● Goal of the exercise: An exact repetition of all the entries that follow is required.

------

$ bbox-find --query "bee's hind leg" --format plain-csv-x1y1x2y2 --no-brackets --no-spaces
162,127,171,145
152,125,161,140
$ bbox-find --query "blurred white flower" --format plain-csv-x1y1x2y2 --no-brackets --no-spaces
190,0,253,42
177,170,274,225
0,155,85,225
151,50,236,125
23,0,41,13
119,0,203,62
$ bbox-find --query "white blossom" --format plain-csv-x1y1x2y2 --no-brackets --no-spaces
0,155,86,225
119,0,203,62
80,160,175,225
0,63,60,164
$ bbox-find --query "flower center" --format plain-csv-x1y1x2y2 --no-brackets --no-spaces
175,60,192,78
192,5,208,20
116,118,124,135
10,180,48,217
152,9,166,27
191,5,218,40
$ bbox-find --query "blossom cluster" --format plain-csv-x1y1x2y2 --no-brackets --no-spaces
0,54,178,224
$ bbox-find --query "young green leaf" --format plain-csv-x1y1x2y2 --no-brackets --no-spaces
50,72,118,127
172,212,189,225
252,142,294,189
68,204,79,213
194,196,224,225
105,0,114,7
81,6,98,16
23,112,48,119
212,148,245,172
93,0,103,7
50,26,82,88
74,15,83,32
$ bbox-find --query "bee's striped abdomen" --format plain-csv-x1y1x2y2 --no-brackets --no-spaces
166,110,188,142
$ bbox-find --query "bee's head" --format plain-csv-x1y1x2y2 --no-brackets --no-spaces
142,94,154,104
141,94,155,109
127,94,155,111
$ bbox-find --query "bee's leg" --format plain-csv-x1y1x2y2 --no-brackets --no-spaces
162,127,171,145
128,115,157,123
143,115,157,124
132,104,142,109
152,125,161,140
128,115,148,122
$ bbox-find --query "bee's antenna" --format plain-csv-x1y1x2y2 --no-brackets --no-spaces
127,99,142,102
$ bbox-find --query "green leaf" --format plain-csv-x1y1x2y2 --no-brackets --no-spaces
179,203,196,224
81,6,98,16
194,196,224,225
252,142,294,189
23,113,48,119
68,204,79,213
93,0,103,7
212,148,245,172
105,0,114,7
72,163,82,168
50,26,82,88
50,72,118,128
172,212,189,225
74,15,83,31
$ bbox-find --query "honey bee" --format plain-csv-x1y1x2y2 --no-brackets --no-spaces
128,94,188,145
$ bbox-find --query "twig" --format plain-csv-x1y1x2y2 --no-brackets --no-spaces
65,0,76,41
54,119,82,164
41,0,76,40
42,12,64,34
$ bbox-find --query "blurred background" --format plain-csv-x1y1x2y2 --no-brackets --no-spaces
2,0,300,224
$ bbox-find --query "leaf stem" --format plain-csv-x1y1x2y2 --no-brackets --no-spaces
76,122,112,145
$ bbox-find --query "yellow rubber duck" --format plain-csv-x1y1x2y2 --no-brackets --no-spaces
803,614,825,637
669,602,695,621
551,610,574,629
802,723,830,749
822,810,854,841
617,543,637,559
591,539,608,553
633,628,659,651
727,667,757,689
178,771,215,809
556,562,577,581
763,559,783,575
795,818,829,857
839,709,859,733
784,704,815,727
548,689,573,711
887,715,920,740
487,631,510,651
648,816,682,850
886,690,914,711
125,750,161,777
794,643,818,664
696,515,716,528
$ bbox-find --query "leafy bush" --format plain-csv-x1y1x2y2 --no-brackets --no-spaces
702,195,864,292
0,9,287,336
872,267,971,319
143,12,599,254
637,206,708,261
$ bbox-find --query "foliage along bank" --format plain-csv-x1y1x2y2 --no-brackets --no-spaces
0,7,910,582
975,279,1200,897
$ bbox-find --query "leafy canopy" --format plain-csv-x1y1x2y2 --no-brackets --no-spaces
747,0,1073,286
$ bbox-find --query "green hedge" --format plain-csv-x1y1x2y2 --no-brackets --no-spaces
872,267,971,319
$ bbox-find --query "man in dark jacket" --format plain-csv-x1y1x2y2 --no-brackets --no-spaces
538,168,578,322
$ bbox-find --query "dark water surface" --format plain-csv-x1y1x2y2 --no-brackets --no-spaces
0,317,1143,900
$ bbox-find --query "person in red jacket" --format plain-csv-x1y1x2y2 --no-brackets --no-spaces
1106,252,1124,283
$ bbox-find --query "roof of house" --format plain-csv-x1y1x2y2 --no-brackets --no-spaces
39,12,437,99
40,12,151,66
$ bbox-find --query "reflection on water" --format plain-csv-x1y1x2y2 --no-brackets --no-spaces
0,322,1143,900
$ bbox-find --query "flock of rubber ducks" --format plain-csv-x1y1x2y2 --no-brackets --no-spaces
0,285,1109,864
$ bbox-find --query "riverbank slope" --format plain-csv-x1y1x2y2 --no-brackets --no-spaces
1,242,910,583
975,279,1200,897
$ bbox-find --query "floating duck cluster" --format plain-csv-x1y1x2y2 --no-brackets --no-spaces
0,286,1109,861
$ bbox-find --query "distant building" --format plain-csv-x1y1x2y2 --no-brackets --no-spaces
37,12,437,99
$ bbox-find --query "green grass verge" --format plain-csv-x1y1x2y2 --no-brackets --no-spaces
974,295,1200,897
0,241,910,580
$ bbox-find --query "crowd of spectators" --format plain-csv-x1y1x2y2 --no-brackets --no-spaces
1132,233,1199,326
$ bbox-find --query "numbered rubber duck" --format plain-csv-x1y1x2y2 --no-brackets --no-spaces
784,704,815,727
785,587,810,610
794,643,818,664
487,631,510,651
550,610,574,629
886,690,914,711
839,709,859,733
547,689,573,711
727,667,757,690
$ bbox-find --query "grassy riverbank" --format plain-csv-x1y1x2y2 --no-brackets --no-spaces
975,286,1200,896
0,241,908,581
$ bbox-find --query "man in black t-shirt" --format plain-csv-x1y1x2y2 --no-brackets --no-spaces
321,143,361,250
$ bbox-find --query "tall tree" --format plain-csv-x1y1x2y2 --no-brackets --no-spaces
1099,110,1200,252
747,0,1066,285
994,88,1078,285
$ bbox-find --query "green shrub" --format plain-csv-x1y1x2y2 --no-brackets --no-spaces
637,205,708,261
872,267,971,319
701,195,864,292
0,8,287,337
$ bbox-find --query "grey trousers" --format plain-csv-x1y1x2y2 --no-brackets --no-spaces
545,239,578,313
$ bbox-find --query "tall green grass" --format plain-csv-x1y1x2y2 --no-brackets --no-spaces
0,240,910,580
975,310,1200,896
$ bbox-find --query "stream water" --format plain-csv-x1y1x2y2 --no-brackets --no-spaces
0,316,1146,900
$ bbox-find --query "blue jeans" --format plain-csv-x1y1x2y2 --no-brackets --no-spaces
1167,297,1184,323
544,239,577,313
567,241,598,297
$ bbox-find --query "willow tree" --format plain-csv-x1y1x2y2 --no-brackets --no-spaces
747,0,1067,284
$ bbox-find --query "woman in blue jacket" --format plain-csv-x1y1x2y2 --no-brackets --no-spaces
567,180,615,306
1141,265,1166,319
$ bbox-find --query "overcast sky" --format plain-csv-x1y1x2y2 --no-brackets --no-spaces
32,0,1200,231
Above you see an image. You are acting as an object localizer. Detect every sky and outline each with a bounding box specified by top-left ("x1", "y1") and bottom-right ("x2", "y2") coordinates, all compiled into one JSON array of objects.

------

● Answer to this problem:
$ bbox-find --query "bee's hind leg" --format plain-csv-x1y1x2y2 --no-brackets --no-spaces
162,127,171,145
152,125,161,140
$ bbox-find --query "blurred white flower" --format plain-csv-x1y1x2y2 --no-brackets --no-spaces
190,0,253,42
177,170,274,225
0,155,85,225
151,50,236,125
23,0,41,13
119,0,203,62
$ bbox-find --query "white blossom" --format plain-csv-x1y1x2y2 --no-brackets --no-spaces
0,155,86,225
119,0,203,62
80,160,175,225
0,63,60,164
$ bbox-find --query "flower center" --format plain-csv-x1y1x2y2 --no-brackets --no-spaces
175,60,192,78
192,5,208,20
116,118,124,135
10,180,48,217
152,9,166,27
191,5,218,40
$ bbox-find --query "blossom cluster" --format plain-csv-x1y1x2y2 --no-brackets --no-spaces
0,54,178,224
$ bbox-find --query "young green leaf" --format plain-csv-x1y1x2y2 --no-brackets --no-spaces
50,72,118,127
172,212,189,225
252,142,294,189
68,204,79,213
194,196,224,225
105,0,114,7
81,6,98,16
23,112,48,119
212,148,245,172
93,0,103,7
50,26,82,88
74,15,83,32
$ bbox-find --query "bee's striped abdomen" --format plain-csv-x1y1x2y2 --no-brackets --no-spaces
166,110,188,142
$ bbox-find --query "bee's head" --format plain-csv-x1y1x2y2 --no-brackets --no-spaces
142,94,154,104
141,94,155,109
127,94,155,111
$ bbox-find --query "bee's leg" --format plain-csv-x1y1x2y2 --no-brackets --no-spaces
162,127,171,145
128,115,157,123
143,115,157,124
132,104,142,109
152,125,161,140
128,115,148,122
$ bbox-find --query "bee's antenna" --format plain-csv-x1y1x2y2 --no-brackets --no-spaces
127,99,142,102
$ bbox-find --query "green leaf" --format plain-csv-x1y1x2y2 --no-brackets --no-spaces
179,203,196,224
81,6,98,16
194,196,224,225
252,142,294,189
23,113,48,119
68,204,79,213
93,0,103,7
212,148,245,172
105,0,114,7
72,163,82,168
50,26,82,88
50,72,118,128
172,212,189,225
74,15,83,31
$ bbox-find --query "honey bee" --format plain-csv-x1y1x2y2 --no-brackets --no-spaces
128,94,188,145
$ bbox-find --query "twig" --format plain-csv-x1y1x2y2 --no-brackets --no-spaces
65,0,76,41
54,119,82,164
41,0,76,40
42,12,64,34
$ bbox-find --query "blurred background" --format plain-csv-x1y1x2y2 --no-brackets --no-spaces
2,0,300,224
$ bbox-find --query "leaf stem" --format plain-csv-x1y1x2y2 --no-brackets --no-spaces
76,122,112,145
$ bbox-find --query "yellow rubber duck" --format plain-csv-x1y1x2y2 --no-brackets --no-spaces
803,614,825,637
669,602,695,621
551,610,574,629
802,723,830,749
822,810,854,841
617,543,637,559
591,539,608,553
633,628,659,651
727,667,757,689
178,771,215,809
556,562,577,581
763,559,783,575
795,818,829,857
839,709,859,733
784,704,815,727
548,689,573,711
887,715,920,740
487,631,510,651
648,816,682,850
886,690,914,711
125,750,161,777
794,643,818,664
696,515,716,528
$ bbox-find --query "leafy bush" --format plain-csv-x1y1x2y2 --no-brackets --no-spaces
702,195,864,292
0,9,287,336
872,267,971,319
143,12,599,254
637,206,708,261
$ bbox-find --query "foliage along bank" --format plain-csv-x1y1x2y2 --no-brackets --no-spaces
0,7,910,582
975,279,1200,897
$ bbox-find --query "leafy canopy" --format plain-csv-x1y1x2y2 --no-brackets --no-spaces
747,0,1073,286
$ bbox-find --query "green hedge" --format plain-csv-x1y1x2y2 --no-brackets --no-spaces
872,267,971,319
$ bbox-find --query "man in dark jacket" --format plain-csv-x1y1x2y2 --no-brackets --no-spaces
538,168,578,322
$ bbox-find --query "dark water surface" --format plain-csv-x1y1x2y2 --no-brackets --no-spaces
0,317,1143,900
$ bbox-find --query "person in red jacket" --format plain-csv-x1y1x2y2 --no-brackets --no-spaces
1106,252,1124,283
$ bbox-find --query "roof of house" --format plain-csv-x1y1x2y2 --no-brackets --no-spaces
39,12,437,99
40,12,151,66
$ bbox-find --query "reflection on water" --format plain-csv-x1y1x2y2 --no-brackets --no-spaces
0,322,1143,900
$ bbox-find --query "flock of rubber ducks" --format plain-csv-x1y1x2y2 --no-brackets --no-spaces
0,285,1109,864
$ bbox-find --query "riverbank slope" --format plain-csv-x1y1x2y2 --no-brackets --no-spaces
1,242,910,583
975,279,1200,897
$ bbox-find --query "floating duck cluster" --format plain-csv-x1y1x2y2 --no-brackets --no-spaces
0,286,1109,861
$ bbox-find --query "distant building" --format plain-csv-x1y1x2y2 --no-brackets --no-spaces
37,12,437,99
$ bbox-find --query "green grass verge" --format plain-csv-x1y1x2y2 --no-brackets --no-spaces
974,295,1200,897
0,241,910,580
$ bbox-find --query "crowd of spectators" --format plain-csv-x1y1x2y2 --no-brackets --no-spaces
1132,233,1199,326
$ bbox-find --query "numbered rubber duck" --format plain-csv-x1y1x2y2 --no-brackets --no-spaces
784,704,815,727
785,587,810,610
794,643,818,664
487,631,510,651
550,610,574,629
886,690,914,711
839,709,859,733
547,689,573,711
727,667,757,690
$ bbox-find --query "grassy riverbank" --format plain-csv-x1y1x2y2 --no-brackets --no-spaces
975,286,1200,896
0,241,908,581
$ bbox-find --query "man in black t-shirt" --format plain-csv-x1y1x2y2 --no-brackets --no-spaces
321,143,361,250
$ bbox-find --query "tall tree" --format plain-csv-x1y1x2y2 --no-brackets --no-spaces
1099,110,1200,252
747,0,1066,285
994,88,1078,285
$ bbox-find --query "green shrub" --format plain-csv-x1y1x2y2 --no-brackets --no-spaces
637,205,708,261
872,267,971,319
701,195,864,292
0,8,287,337
$ bbox-find --query "grey trousers" --format plain-csv-x1y1x2y2 --no-brackets --no-spaces
545,239,578,313
$ bbox-find --query "tall green grass" --format plain-csv-x1y1x2y2 --no-brackets --no-spaces
0,240,910,580
975,310,1200,896
$ bbox-find --query "stream water" --format plain-csv-x1y1x2y2 --no-brackets --no-spaces
0,316,1146,900
$ bbox-find --query "blue jeans" --format plain-csv-x1y1x2y2 --no-brackets --no-spaces
1167,297,1184,323
544,239,577,313
567,241,598,297
$ bbox-find --query "willow tree" --format plain-csv-x1y1x2y2 --no-brackets --no-spaces
747,0,1067,284
$ bbox-find --query "woman in blue jacket" --format plain-csv-x1y1x2y2 --no-brackets --no-spaces
567,180,615,306
1141,265,1166,319
$ bbox-find --query "overcast sky" --format plain-csv-x1y1x2y2 --no-brackets --no-spaces
32,0,1200,231
Above you see an image. You are acting as an object localizer. Detect every sky and outline each with a bounding box specified by top-left ("x1", "y1") and bottom-right ("x2", "y2") coordinates, all compiled into one JSON array of objects.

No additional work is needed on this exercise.